--- begin Records for processing ---

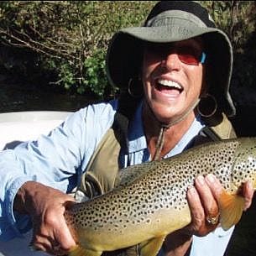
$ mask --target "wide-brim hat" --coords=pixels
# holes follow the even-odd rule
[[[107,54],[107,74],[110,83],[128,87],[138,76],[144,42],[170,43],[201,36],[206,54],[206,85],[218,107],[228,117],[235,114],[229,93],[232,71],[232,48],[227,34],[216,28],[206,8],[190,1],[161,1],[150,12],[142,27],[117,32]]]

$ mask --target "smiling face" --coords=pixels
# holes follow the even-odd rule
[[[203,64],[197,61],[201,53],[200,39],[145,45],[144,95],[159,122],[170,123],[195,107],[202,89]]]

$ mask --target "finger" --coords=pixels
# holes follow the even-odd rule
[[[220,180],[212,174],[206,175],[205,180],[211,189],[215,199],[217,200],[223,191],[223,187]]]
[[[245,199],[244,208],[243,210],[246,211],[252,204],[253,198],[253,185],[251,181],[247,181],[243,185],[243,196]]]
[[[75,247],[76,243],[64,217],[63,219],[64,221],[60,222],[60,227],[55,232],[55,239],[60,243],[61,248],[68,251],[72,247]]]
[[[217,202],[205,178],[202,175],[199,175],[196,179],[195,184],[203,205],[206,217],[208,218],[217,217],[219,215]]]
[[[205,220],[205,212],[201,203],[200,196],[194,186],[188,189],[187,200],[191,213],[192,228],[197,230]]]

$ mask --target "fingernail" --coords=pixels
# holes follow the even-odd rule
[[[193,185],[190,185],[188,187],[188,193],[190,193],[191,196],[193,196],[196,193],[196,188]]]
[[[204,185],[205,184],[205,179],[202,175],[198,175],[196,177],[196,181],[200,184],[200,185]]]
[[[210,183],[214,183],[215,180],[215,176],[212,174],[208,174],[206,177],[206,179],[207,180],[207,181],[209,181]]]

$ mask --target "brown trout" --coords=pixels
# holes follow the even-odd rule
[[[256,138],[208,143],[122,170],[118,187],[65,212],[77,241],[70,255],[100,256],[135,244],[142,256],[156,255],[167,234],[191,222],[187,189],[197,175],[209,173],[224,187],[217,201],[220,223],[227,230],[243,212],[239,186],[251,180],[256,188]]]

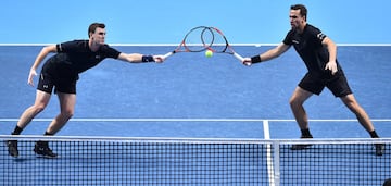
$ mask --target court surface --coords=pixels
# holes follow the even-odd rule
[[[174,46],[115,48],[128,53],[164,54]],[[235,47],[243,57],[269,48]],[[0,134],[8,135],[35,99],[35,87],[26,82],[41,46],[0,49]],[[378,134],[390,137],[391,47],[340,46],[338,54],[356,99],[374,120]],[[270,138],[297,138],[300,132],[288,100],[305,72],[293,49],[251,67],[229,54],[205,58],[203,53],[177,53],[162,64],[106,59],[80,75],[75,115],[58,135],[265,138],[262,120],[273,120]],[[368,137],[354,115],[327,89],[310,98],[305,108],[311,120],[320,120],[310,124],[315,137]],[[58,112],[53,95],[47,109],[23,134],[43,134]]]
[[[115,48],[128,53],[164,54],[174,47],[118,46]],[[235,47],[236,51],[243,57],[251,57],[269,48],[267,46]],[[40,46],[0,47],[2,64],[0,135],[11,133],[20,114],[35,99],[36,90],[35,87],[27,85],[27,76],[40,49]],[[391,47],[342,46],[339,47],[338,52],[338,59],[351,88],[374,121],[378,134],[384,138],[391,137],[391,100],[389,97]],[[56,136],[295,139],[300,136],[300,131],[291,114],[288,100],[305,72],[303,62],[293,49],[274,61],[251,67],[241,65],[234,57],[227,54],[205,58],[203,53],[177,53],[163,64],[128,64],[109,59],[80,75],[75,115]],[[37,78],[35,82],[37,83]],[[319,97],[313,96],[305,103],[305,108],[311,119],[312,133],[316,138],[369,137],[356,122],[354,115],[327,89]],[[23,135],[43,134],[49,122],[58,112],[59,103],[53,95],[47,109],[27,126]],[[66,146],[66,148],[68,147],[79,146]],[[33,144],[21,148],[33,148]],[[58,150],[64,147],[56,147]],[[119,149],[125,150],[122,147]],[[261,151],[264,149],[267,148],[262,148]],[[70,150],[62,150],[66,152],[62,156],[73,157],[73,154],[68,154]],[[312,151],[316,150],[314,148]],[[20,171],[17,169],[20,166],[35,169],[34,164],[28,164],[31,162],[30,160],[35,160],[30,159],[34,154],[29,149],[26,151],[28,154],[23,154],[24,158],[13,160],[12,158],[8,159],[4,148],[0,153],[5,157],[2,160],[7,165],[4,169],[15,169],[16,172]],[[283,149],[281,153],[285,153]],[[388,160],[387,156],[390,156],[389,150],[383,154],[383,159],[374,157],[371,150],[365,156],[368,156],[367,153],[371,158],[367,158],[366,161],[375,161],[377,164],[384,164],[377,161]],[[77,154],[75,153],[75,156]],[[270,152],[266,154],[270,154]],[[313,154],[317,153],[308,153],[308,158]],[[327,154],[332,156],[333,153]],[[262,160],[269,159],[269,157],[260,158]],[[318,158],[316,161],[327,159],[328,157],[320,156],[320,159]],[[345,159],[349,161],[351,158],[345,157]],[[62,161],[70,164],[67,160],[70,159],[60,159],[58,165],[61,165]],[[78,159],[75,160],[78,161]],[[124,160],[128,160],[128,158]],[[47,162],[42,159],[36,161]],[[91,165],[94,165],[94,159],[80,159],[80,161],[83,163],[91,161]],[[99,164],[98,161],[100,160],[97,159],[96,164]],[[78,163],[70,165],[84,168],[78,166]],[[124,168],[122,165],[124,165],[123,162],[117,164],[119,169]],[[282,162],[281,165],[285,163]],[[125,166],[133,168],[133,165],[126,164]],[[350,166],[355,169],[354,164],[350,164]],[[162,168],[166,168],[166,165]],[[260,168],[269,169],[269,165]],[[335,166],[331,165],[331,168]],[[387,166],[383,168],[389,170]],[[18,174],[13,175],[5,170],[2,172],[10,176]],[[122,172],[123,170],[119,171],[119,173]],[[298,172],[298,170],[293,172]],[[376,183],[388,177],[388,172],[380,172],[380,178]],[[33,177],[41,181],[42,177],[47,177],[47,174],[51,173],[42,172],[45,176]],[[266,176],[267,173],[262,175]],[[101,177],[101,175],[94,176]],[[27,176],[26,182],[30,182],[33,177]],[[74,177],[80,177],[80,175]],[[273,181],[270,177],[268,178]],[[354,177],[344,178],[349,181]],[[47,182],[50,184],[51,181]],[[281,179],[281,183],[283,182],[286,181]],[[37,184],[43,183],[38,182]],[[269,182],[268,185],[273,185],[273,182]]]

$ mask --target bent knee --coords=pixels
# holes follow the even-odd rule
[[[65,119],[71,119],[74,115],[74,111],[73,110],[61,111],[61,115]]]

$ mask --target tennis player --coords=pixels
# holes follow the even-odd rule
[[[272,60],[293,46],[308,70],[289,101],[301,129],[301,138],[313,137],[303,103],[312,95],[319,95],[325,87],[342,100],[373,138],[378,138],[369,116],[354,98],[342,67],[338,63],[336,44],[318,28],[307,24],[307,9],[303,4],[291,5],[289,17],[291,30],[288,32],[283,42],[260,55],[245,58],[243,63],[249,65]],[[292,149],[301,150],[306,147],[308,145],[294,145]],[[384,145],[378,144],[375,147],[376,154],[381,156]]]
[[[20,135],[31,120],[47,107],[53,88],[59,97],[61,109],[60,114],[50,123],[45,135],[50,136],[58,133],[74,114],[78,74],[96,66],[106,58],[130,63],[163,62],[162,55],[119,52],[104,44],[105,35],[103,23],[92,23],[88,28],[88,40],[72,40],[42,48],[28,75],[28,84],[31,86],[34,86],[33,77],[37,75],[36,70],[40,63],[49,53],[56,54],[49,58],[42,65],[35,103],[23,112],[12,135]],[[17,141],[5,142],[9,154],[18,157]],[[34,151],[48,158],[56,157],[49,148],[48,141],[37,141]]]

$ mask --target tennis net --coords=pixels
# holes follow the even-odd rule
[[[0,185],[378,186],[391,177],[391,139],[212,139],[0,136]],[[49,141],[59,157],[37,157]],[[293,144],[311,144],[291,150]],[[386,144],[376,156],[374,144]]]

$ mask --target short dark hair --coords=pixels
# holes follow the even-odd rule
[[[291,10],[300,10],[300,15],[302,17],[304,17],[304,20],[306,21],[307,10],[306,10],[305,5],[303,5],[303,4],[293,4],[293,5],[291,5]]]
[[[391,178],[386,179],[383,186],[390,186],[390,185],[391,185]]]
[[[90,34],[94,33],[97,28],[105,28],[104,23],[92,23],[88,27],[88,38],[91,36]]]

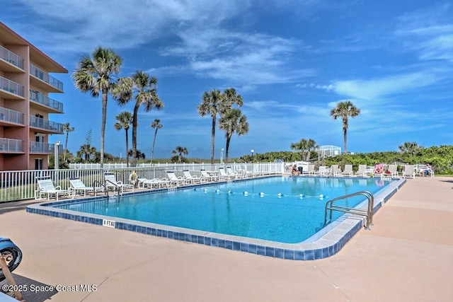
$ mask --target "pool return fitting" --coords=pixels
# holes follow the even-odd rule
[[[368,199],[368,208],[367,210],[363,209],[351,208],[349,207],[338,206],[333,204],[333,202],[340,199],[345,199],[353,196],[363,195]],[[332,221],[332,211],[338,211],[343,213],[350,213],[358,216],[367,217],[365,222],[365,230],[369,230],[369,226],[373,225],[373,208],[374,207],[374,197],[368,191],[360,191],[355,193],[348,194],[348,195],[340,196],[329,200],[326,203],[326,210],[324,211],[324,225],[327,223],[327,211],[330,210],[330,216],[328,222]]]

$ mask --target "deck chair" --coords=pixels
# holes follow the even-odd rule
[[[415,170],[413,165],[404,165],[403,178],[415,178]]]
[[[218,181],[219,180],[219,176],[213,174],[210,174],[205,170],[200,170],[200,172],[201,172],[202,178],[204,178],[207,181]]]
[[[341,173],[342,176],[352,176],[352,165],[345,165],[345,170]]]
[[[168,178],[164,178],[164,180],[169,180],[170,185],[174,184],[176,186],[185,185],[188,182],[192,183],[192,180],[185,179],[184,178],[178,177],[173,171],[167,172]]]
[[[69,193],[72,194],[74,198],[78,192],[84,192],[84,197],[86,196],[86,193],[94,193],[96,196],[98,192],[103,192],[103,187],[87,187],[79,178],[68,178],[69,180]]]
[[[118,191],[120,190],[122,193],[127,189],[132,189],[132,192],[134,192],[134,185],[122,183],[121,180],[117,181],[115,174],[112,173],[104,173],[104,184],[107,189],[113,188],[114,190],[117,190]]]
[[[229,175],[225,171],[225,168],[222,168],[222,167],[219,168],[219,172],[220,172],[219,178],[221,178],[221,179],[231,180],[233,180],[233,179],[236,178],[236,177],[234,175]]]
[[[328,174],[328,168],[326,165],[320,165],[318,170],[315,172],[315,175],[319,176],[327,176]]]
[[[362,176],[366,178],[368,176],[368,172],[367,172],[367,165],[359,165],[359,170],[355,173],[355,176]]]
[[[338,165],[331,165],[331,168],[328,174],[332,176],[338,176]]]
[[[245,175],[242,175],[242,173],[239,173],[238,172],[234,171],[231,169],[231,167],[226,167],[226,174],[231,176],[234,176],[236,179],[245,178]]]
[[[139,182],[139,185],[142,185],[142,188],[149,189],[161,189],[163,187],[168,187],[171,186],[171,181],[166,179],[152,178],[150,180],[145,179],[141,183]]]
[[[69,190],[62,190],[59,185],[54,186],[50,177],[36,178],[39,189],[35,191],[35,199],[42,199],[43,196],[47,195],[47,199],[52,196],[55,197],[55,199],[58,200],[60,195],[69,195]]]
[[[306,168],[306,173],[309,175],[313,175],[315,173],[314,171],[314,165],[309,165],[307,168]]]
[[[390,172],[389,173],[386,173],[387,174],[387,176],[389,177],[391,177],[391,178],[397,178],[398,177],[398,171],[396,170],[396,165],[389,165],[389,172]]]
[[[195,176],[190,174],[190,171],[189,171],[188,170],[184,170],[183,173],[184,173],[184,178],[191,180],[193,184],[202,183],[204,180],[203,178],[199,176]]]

--- end Records for processing ---

Identify every line of the data that contains the string "tennis", and copy each of those lines. Treat matches as case-sensitive.

$ mask --target tennis player --coords=pixels
$ mask --target tennis net --coords=pixels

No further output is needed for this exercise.